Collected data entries
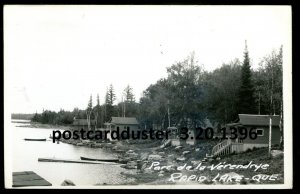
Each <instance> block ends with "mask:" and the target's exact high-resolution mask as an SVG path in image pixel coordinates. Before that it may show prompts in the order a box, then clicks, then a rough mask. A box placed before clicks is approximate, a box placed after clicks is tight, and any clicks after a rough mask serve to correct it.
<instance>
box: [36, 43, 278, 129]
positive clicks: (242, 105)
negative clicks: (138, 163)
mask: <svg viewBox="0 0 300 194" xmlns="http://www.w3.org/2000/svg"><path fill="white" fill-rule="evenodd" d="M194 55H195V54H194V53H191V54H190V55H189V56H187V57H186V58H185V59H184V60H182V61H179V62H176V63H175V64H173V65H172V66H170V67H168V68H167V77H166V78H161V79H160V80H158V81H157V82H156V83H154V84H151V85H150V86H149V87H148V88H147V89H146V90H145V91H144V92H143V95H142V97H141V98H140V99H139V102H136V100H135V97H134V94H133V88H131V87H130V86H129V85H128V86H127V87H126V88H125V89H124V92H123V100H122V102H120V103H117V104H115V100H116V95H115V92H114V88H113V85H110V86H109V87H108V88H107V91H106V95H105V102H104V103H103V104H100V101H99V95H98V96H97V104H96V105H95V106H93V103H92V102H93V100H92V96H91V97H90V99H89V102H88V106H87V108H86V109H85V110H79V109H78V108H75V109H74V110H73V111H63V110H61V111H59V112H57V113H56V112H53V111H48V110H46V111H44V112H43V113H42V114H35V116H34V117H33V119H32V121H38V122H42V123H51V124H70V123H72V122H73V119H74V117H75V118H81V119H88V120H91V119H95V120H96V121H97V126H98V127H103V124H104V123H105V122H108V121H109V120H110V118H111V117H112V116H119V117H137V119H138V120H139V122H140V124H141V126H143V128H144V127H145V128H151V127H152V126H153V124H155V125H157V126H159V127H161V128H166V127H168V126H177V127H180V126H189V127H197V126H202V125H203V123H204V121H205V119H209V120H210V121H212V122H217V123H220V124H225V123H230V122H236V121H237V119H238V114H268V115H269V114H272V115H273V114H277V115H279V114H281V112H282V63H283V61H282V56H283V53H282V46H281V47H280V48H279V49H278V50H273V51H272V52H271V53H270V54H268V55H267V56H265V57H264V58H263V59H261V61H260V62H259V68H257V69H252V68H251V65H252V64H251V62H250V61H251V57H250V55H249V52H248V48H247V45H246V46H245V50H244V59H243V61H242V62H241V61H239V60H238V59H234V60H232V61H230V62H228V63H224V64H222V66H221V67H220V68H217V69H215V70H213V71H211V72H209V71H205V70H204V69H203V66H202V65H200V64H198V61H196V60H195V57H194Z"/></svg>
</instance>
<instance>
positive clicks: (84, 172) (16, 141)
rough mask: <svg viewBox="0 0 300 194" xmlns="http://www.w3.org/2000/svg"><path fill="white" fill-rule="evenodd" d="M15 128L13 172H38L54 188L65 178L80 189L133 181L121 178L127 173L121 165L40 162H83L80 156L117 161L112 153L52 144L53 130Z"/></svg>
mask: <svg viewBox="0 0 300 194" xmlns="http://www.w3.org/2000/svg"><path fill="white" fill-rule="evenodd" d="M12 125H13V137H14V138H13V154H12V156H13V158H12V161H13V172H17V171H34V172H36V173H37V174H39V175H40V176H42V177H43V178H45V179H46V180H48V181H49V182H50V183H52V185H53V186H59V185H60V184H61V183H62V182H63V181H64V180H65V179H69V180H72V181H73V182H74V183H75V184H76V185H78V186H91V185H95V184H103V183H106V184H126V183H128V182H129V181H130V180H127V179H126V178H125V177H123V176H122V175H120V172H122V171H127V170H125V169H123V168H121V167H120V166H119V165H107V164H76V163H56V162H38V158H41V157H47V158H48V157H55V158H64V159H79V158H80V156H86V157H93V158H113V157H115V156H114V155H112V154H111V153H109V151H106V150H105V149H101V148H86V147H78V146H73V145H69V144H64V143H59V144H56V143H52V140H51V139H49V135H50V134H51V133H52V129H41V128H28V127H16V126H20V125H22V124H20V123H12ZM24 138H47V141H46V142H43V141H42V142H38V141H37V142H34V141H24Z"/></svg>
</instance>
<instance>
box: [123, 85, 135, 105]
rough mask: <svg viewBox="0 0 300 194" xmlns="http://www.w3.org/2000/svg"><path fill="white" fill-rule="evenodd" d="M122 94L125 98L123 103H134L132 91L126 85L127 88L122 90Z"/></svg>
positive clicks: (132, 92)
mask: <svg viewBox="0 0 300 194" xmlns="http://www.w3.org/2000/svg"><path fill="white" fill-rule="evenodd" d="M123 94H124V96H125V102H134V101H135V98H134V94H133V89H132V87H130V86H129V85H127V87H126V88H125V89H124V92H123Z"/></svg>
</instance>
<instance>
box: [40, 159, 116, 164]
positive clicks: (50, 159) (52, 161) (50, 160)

- [Activity]
Each entry is to be written out again word for word, and any pictures are to be omitted.

- [Task response]
Each <instance> block ends with "mask:" and the target's exact high-resolution mask as an SVG path in image pixel coordinates. Before that it may show prompts in the order a box, then clicks, then a rough mask. A box placed before clicks is approximate, a box placed after clicks is tight, and any clicks after a rough mask serve to correct it.
<instance>
box: [36, 43, 278, 129]
positive clicks: (242, 105)
negative clicks: (138, 163)
mask: <svg viewBox="0 0 300 194" xmlns="http://www.w3.org/2000/svg"><path fill="white" fill-rule="evenodd" d="M194 55H195V54H194V53H191V54H190V55H189V56H187V57H186V58H185V59H184V60H182V61H179V62H176V63H175V64H173V65H172V66H170V67H168V68H167V77H166V78H161V79H160V80H158V81H157V82H156V83H154V84H151V85H150V86H149V87H148V88H147V89H146V90H145V91H144V92H143V95H142V97H141V98H140V99H139V102H136V100H135V97H134V94H133V88H131V87H130V86H129V85H128V86H127V87H126V88H125V89H124V92H123V100H122V102H120V103H117V104H115V100H116V95H115V92H114V88H113V85H110V86H109V87H108V88H107V91H106V95H105V102H104V103H103V104H100V101H99V95H98V96H97V104H96V105H95V106H93V103H92V102H93V100H92V96H91V97H90V99H89V102H88V106H87V108H86V109H85V110H79V109H78V108H75V109H74V110H73V111H63V110H61V111H59V112H57V113H56V112H53V111H48V110H46V111H44V112H43V113H42V114H35V116H34V117H33V119H32V121H38V122H42V123H51V124H70V123H72V122H73V119H74V117H75V118H81V119H88V120H91V119H95V120H96V121H97V126H98V127H103V124H104V123H105V122H108V121H109V120H110V118H111V117H112V116H119V117H137V119H138V120H139V122H140V124H141V126H143V128H144V127H145V128H151V127H152V126H153V124H155V125H157V126H159V127H161V128H166V127H168V126H177V127H180V126H189V127H197V126H202V125H203V123H204V121H205V119H209V120H210V121H212V122H217V123H220V124H225V123H230V122H236V121H237V119H238V114H268V115H269V114H272V115H273V114H277V115H279V114H281V112H282V63H283V61H282V56H283V53H282V46H281V47H280V48H279V49H278V50H273V51H272V52H271V53H270V54H268V55H267V56H265V57H264V58H263V59H261V61H260V62H259V68H257V69H252V68H251V65H252V64H251V62H250V61H251V57H250V55H249V52H248V48H247V45H246V46H245V50H244V59H243V61H242V62H241V61H239V60H238V59H234V60H232V61H230V62H228V63H224V64H222V66H221V67H220V68H217V69H215V70H213V71H211V72H209V71H205V70H204V69H203V66H202V65H200V64H198V61H196V60H195V57H194Z"/></svg>
</instance>
<instance>
positive clicks: (84, 172) (16, 141)
rough mask: <svg viewBox="0 0 300 194" xmlns="http://www.w3.org/2000/svg"><path fill="white" fill-rule="evenodd" d="M15 128L13 172H38L54 188L65 178L80 189L133 181L121 178L127 173L121 165L40 162H83L80 156L117 161L112 153L52 144L53 130Z"/></svg>
mask: <svg viewBox="0 0 300 194" xmlns="http://www.w3.org/2000/svg"><path fill="white" fill-rule="evenodd" d="M12 125H13V137H14V138H13V154H12V156H13V158H12V161H13V172H17V171H34V172H36V173H37V174H39V175H40V176H42V177H43V178H45V179H46V180H48V181H49V182H50V183H52V185H53V186H59V185H60V184H61V183H62V182H63V181H64V180H65V179H69V180H72V181H73V182H74V183H75V184H76V185H78V186H91V185H95V184H103V183H106V184H126V183H128V182H129V181H130V180H127V179H126V178H125V177H123V176H122V175H120V172H122V171H127V170H125V169H123V168H121V167H120V166H119V165H107V164H76V163H56V162H38V158H41V157H47V158H48V157H55V158H64V159H79V158H80V156H86V157H93V158H113V157H115V156H114V155H112V154H111V153H109V151H106V150H105V149H101V148H86V147H78V146H73V145H69V144H64V143H59V144H56V143H52V140H51V139H49V135H50V134H51V133H52V129H41V128H28V127H16V126H20V125H22V124H20V123H12ZM24 138H47V141H46V142H43V141H42V142H38V141H37V142H34V141H24Z"/></svg>
</instance>
<instance>
box: [123, 85, 135, 105]
rough mask: <svg viewBox="0 0 300 194" xmlns="http://www.w3.org/2000/svg"><path fill="white" fill-rule="evenodd" d="M122 94L125 98L123 103H134L132 91L126 85L127 88L122 90Z"/></svg>
positive clicks: (132, 92)
mask: <svg viewBox="0 0 300 194" xmlns="http://www.w3.org/2000/svg"><path fill="white" fill-rule="evenodd" d="M123 94H124V96H125V102H134V101H135V98H134V94H133V89H132V87H130V86H129V85H127V87H126V88H125V89H124V92H123Z"/></svg>
</instance>
<instance>
box: [40, 159, 116, 164]
positive clicks: (50, 159) (52, 161) (50, 160)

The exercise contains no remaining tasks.